§ PROBLEM DESCRIPTION: Copy the data exactly, line for line.

§ RECORDS FOR THE EXERCISE:
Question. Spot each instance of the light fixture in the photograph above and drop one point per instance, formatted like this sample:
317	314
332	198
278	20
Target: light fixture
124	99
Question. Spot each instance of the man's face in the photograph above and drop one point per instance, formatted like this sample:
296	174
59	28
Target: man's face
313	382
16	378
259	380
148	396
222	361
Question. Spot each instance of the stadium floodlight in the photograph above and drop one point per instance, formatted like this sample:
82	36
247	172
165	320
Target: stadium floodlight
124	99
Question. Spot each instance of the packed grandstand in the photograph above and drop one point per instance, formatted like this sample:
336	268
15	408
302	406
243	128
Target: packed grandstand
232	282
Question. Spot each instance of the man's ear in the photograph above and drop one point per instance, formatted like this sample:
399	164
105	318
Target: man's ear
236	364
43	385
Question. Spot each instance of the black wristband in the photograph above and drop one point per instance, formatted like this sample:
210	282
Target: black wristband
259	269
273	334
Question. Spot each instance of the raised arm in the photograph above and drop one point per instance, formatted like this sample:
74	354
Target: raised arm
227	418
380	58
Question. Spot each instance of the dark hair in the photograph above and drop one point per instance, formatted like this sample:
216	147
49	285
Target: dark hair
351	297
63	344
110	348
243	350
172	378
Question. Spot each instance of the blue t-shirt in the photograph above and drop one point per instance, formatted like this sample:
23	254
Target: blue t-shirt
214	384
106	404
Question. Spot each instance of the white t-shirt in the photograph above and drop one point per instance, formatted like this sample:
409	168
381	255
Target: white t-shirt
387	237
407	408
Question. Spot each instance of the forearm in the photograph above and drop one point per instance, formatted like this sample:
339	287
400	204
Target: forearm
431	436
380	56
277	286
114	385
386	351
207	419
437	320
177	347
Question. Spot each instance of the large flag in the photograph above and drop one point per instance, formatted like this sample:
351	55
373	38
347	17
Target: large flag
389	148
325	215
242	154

§ SOLUTION TO THIS TASK:
Question. Spot each instance of the light fixture in the photograph above and drop one point per instance, formatted like this sample:
317	314
332	198
278	20
Target: light fixture
124	99
Question. Spot each instance of the man's face in the photograph above and drop one point per instance, formatted like this sample:
296	174
59	28
Target: man's face
313	382
16	378
259	380
148	396
222	361
Question. Spot each instance of the stadium floodlight in the photograph above and drop one point per instance, formatted like this sample:
82	36
247	172
165	320
Target: stadium floodlight
124	99
Question. Spot each instance of the packed grandstand in the photograph above and drop one point per instance, formatted like this sample:
336	268
15	408
302	406
243	128
Target: packed grandstand
232	282
Question. Spot each instance of the man's ear in the photograph above and drop one point per instance, formatted like this sample:
399	164
105	318
Target: man's ear
236	364
43	385
Question. Spot each instance of the black wristband in the photograph above and drop one point per instance, formatted like this sample:
210	282
Target: black wristband
259	269
273	334
Question. Spot each instance of the raised arm in the photograph above and drop one point per instance, formatted like this sample:
74	354
Target: raised arm
227	418
380	58
Question. Spot each instance of the dark hair in the photograph above and drop one point per instance, formatted like this sample:
216	147
49	285
Target: dark hair
351	297
63	344
110	348
243	350
172	378
Question. Spot each instance of the blue t-shirt in the photograph above and drop one point per instance, formatted like this sample:
23	254
Target: blue t-shirt
214	384
106	404
Question. Spot each instance of the white t-shirt in the photograph above and drop one point per instance, formatted like this sample:
409	168
381	255
Target: white t-shirt
387	237
407	408
Question. Spot each instance of the forearm in the photograph above and drop one point per instance, formatted like this sample:
339	287
400	204
Target: forearm
431	436
380	56
277	286
114	385
386	351
207	419
437	320
177	347
Question. Spot each instance of the large flag in the photograph above and drop one point per instance, formatted like this sample:
351	55
373	38
347	17
Target: large flag
389	148
325	215
242	154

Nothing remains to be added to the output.